> WHAT YOU HAVE TO DO
Leave out the pictures and repeat the rest of the material exactly.

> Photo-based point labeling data

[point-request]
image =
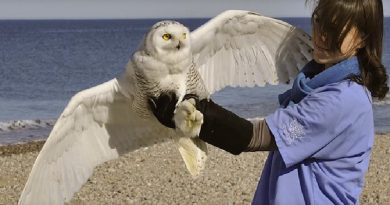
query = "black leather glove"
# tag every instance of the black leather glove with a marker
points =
(163, 108)
(222, 128)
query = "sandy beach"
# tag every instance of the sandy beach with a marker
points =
(157, 175)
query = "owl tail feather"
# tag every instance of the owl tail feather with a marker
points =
(194, 154)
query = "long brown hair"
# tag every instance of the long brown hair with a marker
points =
(335, 18)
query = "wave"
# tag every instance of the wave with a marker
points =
(15, 125)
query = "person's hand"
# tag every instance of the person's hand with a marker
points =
(163, 108)
(187, 118)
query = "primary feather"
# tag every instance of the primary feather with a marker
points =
(236, 48)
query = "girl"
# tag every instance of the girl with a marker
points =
(320, 139)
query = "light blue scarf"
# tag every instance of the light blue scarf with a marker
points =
(305, 83)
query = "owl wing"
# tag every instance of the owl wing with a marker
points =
(246, 49)
(97, 125)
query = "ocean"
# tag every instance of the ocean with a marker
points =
(43, 63)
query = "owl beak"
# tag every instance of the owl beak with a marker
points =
(178, 46)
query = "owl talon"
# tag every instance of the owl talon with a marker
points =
(188, 119)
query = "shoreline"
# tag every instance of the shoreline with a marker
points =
(157, 175)
(35, 146)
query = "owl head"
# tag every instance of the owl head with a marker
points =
(169, 42)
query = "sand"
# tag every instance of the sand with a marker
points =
(157, 175)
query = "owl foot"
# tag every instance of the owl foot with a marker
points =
(187, 118)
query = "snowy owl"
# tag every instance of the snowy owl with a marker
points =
(236, 48)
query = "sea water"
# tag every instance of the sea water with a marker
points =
(43, 63)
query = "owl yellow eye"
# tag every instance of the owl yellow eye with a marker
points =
(167, 36)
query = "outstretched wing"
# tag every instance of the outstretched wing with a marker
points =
(97, 125)
(242, 48)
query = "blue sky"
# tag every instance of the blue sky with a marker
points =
(114, 9)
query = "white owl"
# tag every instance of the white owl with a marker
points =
(236, 48)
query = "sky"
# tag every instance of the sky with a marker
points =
(126, 9)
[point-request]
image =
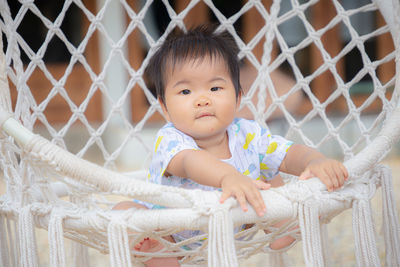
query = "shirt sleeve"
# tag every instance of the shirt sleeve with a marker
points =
(168, 143)
(272, 151)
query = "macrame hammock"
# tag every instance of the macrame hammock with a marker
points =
(48, 187)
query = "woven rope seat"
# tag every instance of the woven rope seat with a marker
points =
(51, 184)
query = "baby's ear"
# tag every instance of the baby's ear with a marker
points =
(239, 99)
(164, 109)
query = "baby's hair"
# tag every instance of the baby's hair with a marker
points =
(196, 43)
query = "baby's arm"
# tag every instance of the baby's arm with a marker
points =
(204, 168)
(307, 163)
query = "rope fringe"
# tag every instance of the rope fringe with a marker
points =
(118, 244)
(56, 239)
(390, 219)
(80, 255)
(26, 232)
(364, 234)
(310, 233)
(221, 247)
(4, 250)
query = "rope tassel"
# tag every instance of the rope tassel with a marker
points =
(310, 233)
(118, 244)
(4, 251)
(221, 247)
(26, 232)
(364, 234)
(390, 219)
(56, 240)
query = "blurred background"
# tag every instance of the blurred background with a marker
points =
(84, 63)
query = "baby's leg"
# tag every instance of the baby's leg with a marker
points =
(147, 244)
(286, 240)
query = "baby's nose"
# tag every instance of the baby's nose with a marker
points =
(203, 101)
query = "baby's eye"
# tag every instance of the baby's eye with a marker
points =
(185, 92)
(214, 89)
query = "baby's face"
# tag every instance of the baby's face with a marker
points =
(200, 98)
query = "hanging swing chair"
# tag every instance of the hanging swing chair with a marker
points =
(50, 186)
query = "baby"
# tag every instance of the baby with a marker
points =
(203, 145)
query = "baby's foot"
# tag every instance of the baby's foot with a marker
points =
(152, 245)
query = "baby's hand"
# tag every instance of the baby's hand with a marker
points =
(244, 188)
(331, 172)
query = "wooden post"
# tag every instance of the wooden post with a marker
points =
(323, 85)
(252, 23)
(384, 46)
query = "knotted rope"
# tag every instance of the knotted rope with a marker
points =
(26, 232)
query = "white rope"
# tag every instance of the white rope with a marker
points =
(221, 247)
(4, 250)
(310, 233)
(80, 255)
(279, 260)
(390, 219)
(56, 239)
(118, 243)
(364, 234)
(27, 240)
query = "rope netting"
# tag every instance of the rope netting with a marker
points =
(328, 81)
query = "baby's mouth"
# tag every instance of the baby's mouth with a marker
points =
(204, 115)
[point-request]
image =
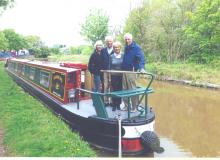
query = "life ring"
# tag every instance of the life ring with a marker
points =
(151, 142)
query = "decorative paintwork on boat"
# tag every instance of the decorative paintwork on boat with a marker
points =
(66, 89)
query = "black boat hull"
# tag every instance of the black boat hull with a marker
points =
(102, 133)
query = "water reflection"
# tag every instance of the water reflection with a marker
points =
(187, 121)
(189, 118)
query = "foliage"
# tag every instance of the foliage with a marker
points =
(177, 30)
(42, 52)
(204, 31)
(3, 42)
(95, 26)
(33, 42)
(31, 130)
(15, 40)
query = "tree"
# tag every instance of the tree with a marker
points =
(95, 26)
(33, 43)
(15, 40)
(204, 30)
(4, 4)
(3, 42)
(42, 52)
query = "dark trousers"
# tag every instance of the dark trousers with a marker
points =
(116, 83)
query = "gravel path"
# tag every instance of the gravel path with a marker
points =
(2, 148)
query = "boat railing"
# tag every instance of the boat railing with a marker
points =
(98, 102)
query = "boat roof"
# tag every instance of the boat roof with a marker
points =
(46, 64)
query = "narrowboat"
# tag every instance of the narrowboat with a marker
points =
(67, 90)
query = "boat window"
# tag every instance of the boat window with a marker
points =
(72, 77)
(32, 73)
(44, 79)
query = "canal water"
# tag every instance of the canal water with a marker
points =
(187, 121)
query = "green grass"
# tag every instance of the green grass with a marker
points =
(181, 71)
(31, 130)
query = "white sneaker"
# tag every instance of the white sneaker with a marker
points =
(133, 110)
(124, 109)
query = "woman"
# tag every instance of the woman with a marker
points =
(116, 78)
(95, 65)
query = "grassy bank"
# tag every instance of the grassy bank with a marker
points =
(30, 129)
(181, 71)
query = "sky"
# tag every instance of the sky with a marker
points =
(58, 21)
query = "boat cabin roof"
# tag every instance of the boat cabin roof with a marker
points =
(45, 64)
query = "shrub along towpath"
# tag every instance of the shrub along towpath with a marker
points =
(31, 129)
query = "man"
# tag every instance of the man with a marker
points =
(95, 65)
(107, 52)
(133, 61)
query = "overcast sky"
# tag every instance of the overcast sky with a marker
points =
(57, 21)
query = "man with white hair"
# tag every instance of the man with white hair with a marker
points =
(107, 52)
(95, 65)
(133, 61)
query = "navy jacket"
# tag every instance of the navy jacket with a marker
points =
(133, 58)
(95, 63)
(106, 58)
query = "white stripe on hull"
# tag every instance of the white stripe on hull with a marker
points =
(136, 131)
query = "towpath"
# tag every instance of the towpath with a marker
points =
(2, 148)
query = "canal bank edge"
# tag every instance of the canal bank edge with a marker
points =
(2, 147)
(188, 82)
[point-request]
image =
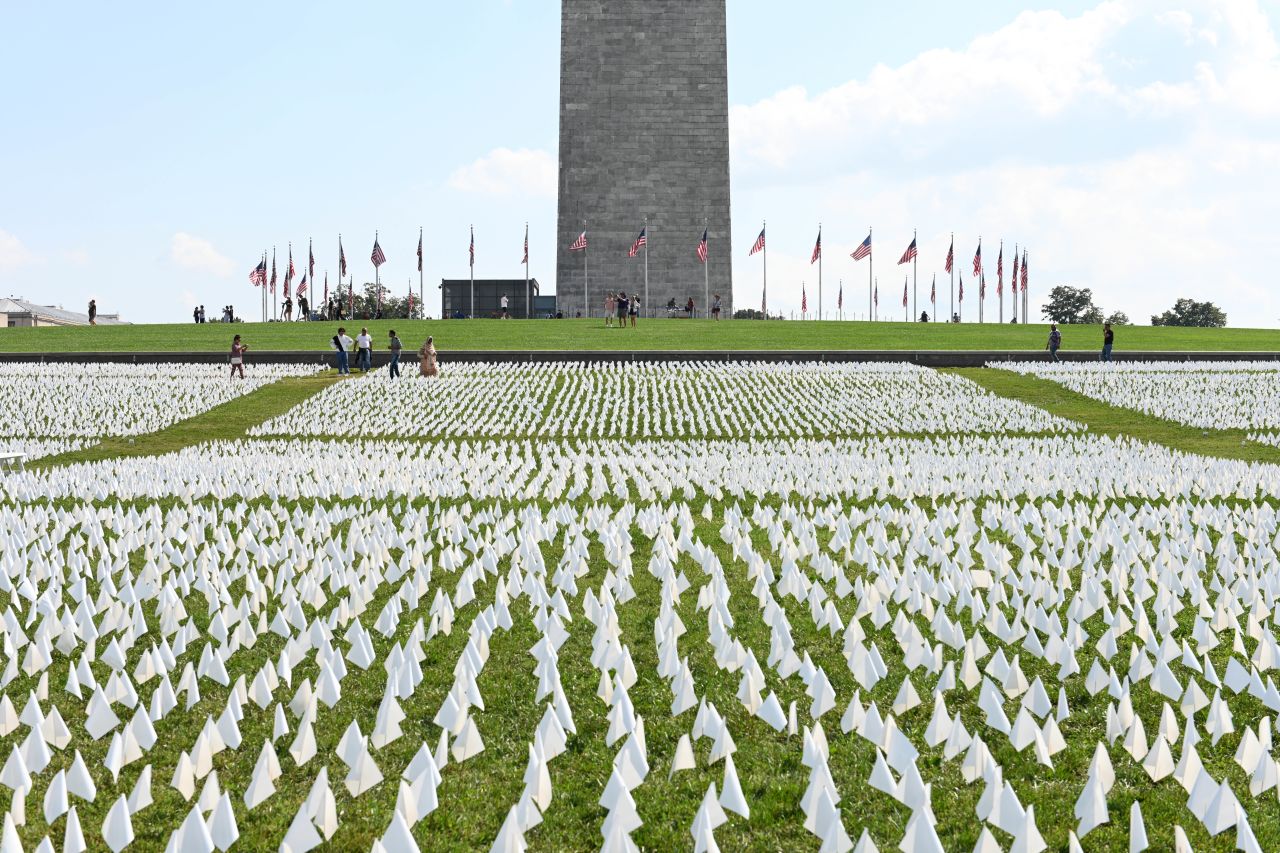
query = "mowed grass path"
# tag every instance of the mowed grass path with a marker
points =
(650, 334)
(1114, 420)
(229, 420)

> TASK RESULT
[point-request]
image =
query = "black leather glove"
# tag every instance of the black leather glove with a marker
points =
(163, 108)
(222, 128)
query = "sandy beach"
# tag every instance of the sandy beach with a marker
points =
(157, 175)
query = "owl tail feather"
# tag every instance of the owl tail feather with a marker
points =
(194, 154)
query = "long brown hair"
# tag every instance of the long brown hair with a marker
points =
(335, 18)
query = "wave"
# tag every instance of the wave with a marker
points =
(15, 125)
query = "person's hand"
# tag every instance of the person's hand with a marker
points =
(163, 108)
(187, 118)
query = "primary feather"
# tag every instance of the primary feather with a marker
points =
(236, 48)
query = "girl"
# tag every instance of the girl with a marker
points =
(320, 139)
query = "light blue scarf"
# tag every instance of the light blue scarf with a marker
points =
(305, 83)
query = "owl wing"
# tag every instance of the owl wing with a marker
points =
(246, 49)
(97, 125)
query = "ocean"
# tag every instance of the ocean with a marker
points =
(43, 63)
query = "owl beak"
# tag every instance of the owl beak with a marker
points =
(178, 46)
query = "owl talon"
# tag every instance of the owl talon with a marker
points =
(188, 119)
query = "shoreline"
# tag every instance of the shoreline with a marker
points =
(157, 175)
(35, 146)
query = "owl head"
# tag every instance of the owl head with a marker
points =
(169, 42)
query = "sand"
# tag every instance of the sand with a marker
points =
(157, 175)
query = "owl foot"
# tag every instance of the owl foot with a marker
points =
(187, 118)
query = "snowy owl"
# tag every instance of the snowy owl with a marker
points =
(236, 48)
query = "sea water"
# tag every instance of the sea water with a marker
points =
(43, 63)
query = "owl yellow eye"
# tag every instance of the owl yellow eye with a marker
points =
(167, 36)
query = "outstretched wing"
# tag every instance of the outstretched wing with a marker
points =
(97, 125)
(242, 48)
query = "blue sky"
# tag every instance of the blue sky with a marker
points =
(114, 9)
query = "white owl"
# tag every instance of the white owl with a marker
points =
(236, 48)
query = "sky"
# tag every instance of the sky with a marker
points =
(126, 9)
[point-request]
image =
query = "shirt sleeve"
# tag every instance of the shirt sleeve with a marker
points =
(168, 143)
(272, 151)
query = "macrame hammock"
# tag every instance of the macrame hammock with a marker
points =
(48, 187)
query = "woven rope seat"
# tag every instance of the woven rope seat with a marker
points =
(51, 184)
query = "baby's ear"
# tag every instance of the baby's ear with a marker
points =
(239, 99)
(164, 109)
query = "baby's hair"
# tag every instance of the baby's hair with a marker
points =
(196, 43)
query = "baby's arm"
# tag every instance of the baby's arm with a marker
points =
(204, 168)
(307, 163)
query = "rope fringe"
# tag every instance of the rope fringe with a marker
points =
(118, 244)
(56, 239)
(390, 219)
(80, 255)
(26, 232)
(364, 234)
(310, 233)
(221, 247)
(4, 250)
query = "rope tassel"
# tag every instance of the rope tassel with a marker
points =
(310, 233)
(118, 244)
(4, 251)
(221, 247)
(26, 232)
(364, 234)
(390, 219)
(56, 240)
query = "blurred background"
# tag every instance of the blurred background with a marker
points =
(84, 63)
query = "baby's leg"
# tag every instance of the baby's leg with a marker
points =
(147, 244)
(286, 240)
query = "baby's nose"
# tag every instance of the baby's nose with a marker
points =
(203, 101)
query = "baby's eye"
# tag every instance of the baby's eye with a marker
points =
(185, 92)
(214, 89)
query = "baby's face"
# tag every instance of the baby's face with a marker
points =
(200, 98)
query = "hanging swing chair"
# tag every instance of the hanging swing chair with a marker
points =
(50, 186)
query = "baby"
# tag every instance of the baby with a marker
points =
(203, 145)
query = "baby's foot"
# tag every instance of the baby's foot with a marker
points =
(152, 245)
query = "baby's hand"
# tag every instance of the baby's hand with a marker
points =
(244, 188)
(331, 172)
query = "wooden post"
# tag every instance of the wooden post with a marker
points =
(323, 85)
(252, 23)
(384, 46)
query = "knotted rope"
# tag every instance of the knotted rope with a marker
points =
(26, 232)
query = "white rope"
# tag every instance of the white rope with a marker
points =
(221, 247)
(4, 250)
(310, 233)
(80, 255)
(279, 260)
(390, 219)
(56, 239)
(118, 243)
(364, 234)
(27, 240)
query = "rope netting"
# tag every instance of the rope netting with a marker
points =
(328, 81)
query = "baby's mouth"
# tag every instance of the baby's mouth with a marker
points =
(204, 115)
[point-request]
image =
query = "life ring"
# tag every instance of the life ring with a marker
points =
(151, 142)
query = "decorative paintwork on boat"
# tag every instance of the decorative paintwork on boat with a marker
points =
(66, 89)
query = "black boat hull"
# tag every instance of the black boat hull with a marker
points =
(102, 133)
query = "water reflection"
# tag every instance of the water reflection with a marker
points =
(187, 121)
(189, 118)
query = "foliage"
# tag every instance of the foliage with a marker
points =
(177, 30)
(42, 52)
(204, 31)
(3, 42)
(95, 26)
(33, 42)
(31, 130)
(15, 40)
query = "tree"
# tag every instance of the tree with a marker
points =
(95, 26)
(33, 43)
(15, 40)
(204, 30)
(4, 4)
(3, 42)
(42, 52)
query = "dark trousers"
# tag every instance of the dark trousers with a marker
points =
(116, 83)
query = "gravel path"
# tag every instance of the gravel path with a marker
points =
(2, 148)
query = "boat railing"
# tag every instance of the boat railing with a marker
points =
(98, 102)
query = "boat roof"
# tag every instance of the boat roof with a marker
points =
(46, 64)
query = "narrowboat"
# tag every instance of the narrowboat with a marker
points =
(67, 90)
query = "boat window"
# tag every instance of the boat window with a marker
points =
(72, 77)
(32, 73)
(44, 79)
query = "canal water"
# tag every instance of the canal water with a marker
points =
(187, 121)
query = "green grass"
# tag every instance of the green grass with a marker
points =
(181, 71)
(31, 130)
query = "white sneaker"
# tag every instance of the white sneaker with a marker
points =
(133, 110)
(124, 109)
query = "woman"
# tag every instance of the woman with a marker
points =
(116, 78)
(95, 65)
query = "grassy bank"
# tag every instance of the grassy bank with a marker
points =
(30, 129)
(181, 71)
query = "sky"
# tag every instance of the sky with a marker
points =
(58, 21)
query = "boat cabin roof"
# tag every instance of the boat cabin roof with a marker
points =
(45, 64)
query = "shrub along towpath"
# tag every instance of the shrub along towpath with a marker
points =
(31, 129)
query = "man"
# tag every instance of the man with a marker
points =
(95, 65)
(107, 52)
(133, 61)
query = "overcast sky"
# tag every instance of the overcast sky with a marker
points =
(57, 21)
query = "man with white hair"
# tag every instance of the man with white hair with a marker
points =
(107, 52)
(95, 65)
(133, 61)
query = "navy jacket"
# tag every instance of the navy jacket with a marker
points =
(133, 58)
(95, 63)
(106, 58)
query = "white stripe on hull"
# tag every instance of the white stripe on hull with a marker
points =
(136, 131)
query = "towpath"
# tag every instance of the towpath with a marker
points =
(2, 148)
query = "canal bank edge"
# tag every instance of the canal bank edge with a marker
points =
(2, 147)
(188, 82)
[point-request]
image =
query = "mowed grass path"
# tag every instance of the mowed grass path with a marker
points =
(650, 334)
(1114, 420)
(229, 420)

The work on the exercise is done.